> **WHAT TO DO**:
Write out the whole listing again, exactly as given.

Data items:
----
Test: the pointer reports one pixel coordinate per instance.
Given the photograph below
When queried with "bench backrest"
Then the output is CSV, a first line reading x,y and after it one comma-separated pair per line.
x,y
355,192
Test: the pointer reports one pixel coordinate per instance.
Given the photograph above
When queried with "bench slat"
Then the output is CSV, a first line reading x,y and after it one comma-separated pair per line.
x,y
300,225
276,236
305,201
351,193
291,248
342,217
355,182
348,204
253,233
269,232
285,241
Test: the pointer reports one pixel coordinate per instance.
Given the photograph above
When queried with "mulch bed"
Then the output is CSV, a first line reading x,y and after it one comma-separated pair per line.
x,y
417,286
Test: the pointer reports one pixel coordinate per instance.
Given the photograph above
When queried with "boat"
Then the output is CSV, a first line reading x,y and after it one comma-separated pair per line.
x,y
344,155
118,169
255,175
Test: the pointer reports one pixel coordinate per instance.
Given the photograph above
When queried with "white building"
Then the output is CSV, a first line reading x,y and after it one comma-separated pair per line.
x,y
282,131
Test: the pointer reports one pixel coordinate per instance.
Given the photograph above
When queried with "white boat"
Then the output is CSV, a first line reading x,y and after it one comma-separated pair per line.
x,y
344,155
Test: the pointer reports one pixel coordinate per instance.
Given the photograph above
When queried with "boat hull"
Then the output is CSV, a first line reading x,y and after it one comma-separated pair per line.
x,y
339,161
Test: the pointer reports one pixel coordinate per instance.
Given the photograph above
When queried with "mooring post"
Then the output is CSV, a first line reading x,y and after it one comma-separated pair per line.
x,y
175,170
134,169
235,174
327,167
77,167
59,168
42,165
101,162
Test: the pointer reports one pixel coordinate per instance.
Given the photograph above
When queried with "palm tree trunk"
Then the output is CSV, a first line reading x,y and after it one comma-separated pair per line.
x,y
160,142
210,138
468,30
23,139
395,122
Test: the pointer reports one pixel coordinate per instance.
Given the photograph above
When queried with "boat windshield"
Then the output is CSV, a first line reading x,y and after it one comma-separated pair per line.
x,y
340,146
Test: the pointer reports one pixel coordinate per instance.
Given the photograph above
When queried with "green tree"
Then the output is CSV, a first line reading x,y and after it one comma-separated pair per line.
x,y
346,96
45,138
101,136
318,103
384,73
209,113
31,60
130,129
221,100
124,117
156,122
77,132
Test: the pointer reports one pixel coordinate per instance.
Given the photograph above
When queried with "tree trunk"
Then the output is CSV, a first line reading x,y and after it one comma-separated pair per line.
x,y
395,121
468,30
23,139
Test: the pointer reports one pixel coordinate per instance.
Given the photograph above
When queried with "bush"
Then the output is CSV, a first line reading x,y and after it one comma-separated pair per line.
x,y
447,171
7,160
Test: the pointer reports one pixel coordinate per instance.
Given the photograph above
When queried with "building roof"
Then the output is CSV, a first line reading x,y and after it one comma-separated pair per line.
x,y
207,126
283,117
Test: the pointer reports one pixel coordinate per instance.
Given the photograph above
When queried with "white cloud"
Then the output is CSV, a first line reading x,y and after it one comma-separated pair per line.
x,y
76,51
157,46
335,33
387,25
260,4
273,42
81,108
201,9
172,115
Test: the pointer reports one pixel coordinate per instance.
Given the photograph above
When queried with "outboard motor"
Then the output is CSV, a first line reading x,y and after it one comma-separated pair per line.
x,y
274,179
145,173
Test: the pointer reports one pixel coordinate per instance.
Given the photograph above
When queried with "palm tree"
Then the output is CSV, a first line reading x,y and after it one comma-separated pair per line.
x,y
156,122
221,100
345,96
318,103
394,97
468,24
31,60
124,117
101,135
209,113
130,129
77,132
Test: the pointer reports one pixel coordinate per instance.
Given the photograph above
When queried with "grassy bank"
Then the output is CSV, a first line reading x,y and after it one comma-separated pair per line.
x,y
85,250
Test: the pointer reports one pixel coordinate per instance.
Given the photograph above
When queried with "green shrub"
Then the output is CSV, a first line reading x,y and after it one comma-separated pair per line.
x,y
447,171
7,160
----
> **TASK SOLUTION**:
Test: the pointer reports one pixel coordinate per instance.
Given the photograph below
When queried with "bench backrest"
Then the output is CSV, a first line reading x,y and after it one comma-separated pair per line.
x,y
355,192
Test: the pointer reports one pixel coordinate per instance.
Given the photograph above
When queried with "bench slat"
Then the output is CSV, a first line reading x,y and after it one comma-separated pair per line.
x,y
300,225
276,236
305,201
351,193
291,248
342,217
355,182
348,204
253,233
269,232
285,241
Test: the pointer reports one pixel coordinate per instance.
Given the photograph above
When queried with "mulch bed"
Then the output is CSV, a first line reading x,y and after it one comma-separated pair per line.
x,y
417,286
Test: the pointer reports one pixel coordinate per instance.
Given the photograph above
When queried with "boat"
Then the output is CSV, a first line reading x,y and after it one comma-separated pair per line.
x,y
344,155
118,169
255,175
Test: the pointer reports one pixel coordinate per instance.
Given the photograph above
When queried with "white building"
Then the output is CSV, a first line reading x,y and after it one comma-separated pair per line.
x,y
282,131
Test: the pointer reports one pixel coordinate per instance.
Given the photograph above
When queried with "white boat"
Then the output is CSV, a first line reading x,y and after it one comma-separated pair per line.
x,y
344,155
Test: the pointer reports one pixel coordinate per instance.
Given the photograph above
When queried with "boat hull"
Then the output is CSV, a first line reading x,y and after it one comma-separated pair per line.
x,y
339,161
Test: the pointer reports one pixel coordinate per instance.
Given the photograph above
When queried with "mooring post"
Then the output is CSV, a first line reading x,y and after it one comma-separated pair per line.
x,y
175,170
134,169
235,174
327,167
77,167
59,168
42,165
101,162
Test: the pointer reports one pixel coordinate per instance.
Given the photograph above
When queried with "palm tree trunk"
Then the output is CSV, a first line reading x,y and after it one comma-separated pair per line.
x,y
160,142
210,138
468,30
23,139
395,122
Test: the pointer reports one pixel coordinate per instance.
Given the photograph above
When queried with "boat windshield"
Then the output is CSV, a first line reading x,y and after it one comma-separated pair per line.
x,y
340,146
Test: the pointer reports one pixel coordinate per instance.
Given the photograph above
When queried with "green tree"
Then the output is CSV, a first line reading x,y and after it one comma-separated pair per line.
x,y
346,96
45,138
101,136
318,103
384,73
209,113
31,60
130,129
221,100
124,117
156,122
77,132
Test: the pointer reports one pixel coordinate per instance.
Given the photograph above
When queried with "tree trunk"
Then the output is CSV, a first line reading x,y and after it one comma-separated pair per line.
x,y
395,121
468,30
23,139
Test: the pointer reports one pixel coordinate per instance.
Given the photograph above
When queried with "bush"
Then the output is CSV, a first line reading x,y and after it one comma-separated pair per line.
x,y
447,171
7,160
Test: the pointer reports one pixel coordinate per instance.
Given the photograph above
When queried with "building roof"
Then the output is CSV, a first line reading x,y and after it one comma-separated pair per line.
x,y
207,126
283,117
Test: the pointer reports one pixel coordinate per instance.
Given the photograph above
When queried with "white cloud"
Then the output is CSV, a first line reading x,y and after it one comma-separated pair per line.
x,y
76,51
157,46
335,33
387,25
260,4
273,42
81,108
201,9
172,115
Test: the pointer reports one pixel coordinate per instance.
Given the photograph above
When queried with "outboard motor"
Then the output is CSV, a first line reading x,y and after it one comma-separated pair per line.
x,y
274,179
145,173
Test: the pointer reports one pixel coordinate per instance.
Given the photograph above
When queried with "palm tree"
Then the output is CSV, a first line reading x,y and after it one comma-separated pair per line.
x,y
156,122
221,100
345,96
318,103
394,97
468,24
31,60
124,117
101,135
209,113
130,129
77,132
Test: the pointer reports one pixel coordinate per instance.
Given the photograph above
When queried with "grassy bank"
Then the output is CSV, a first line reading x,y and after it one comma-separated pair per line.
x,y
85,250
Test: the pointer reports one pixel coordinate per instance.
Given the photograph above
When queried with "green shrub"
Then the output is CSV, a first line reading x,y and after it one comma-separated pair per line.
x,y
447,171
7,160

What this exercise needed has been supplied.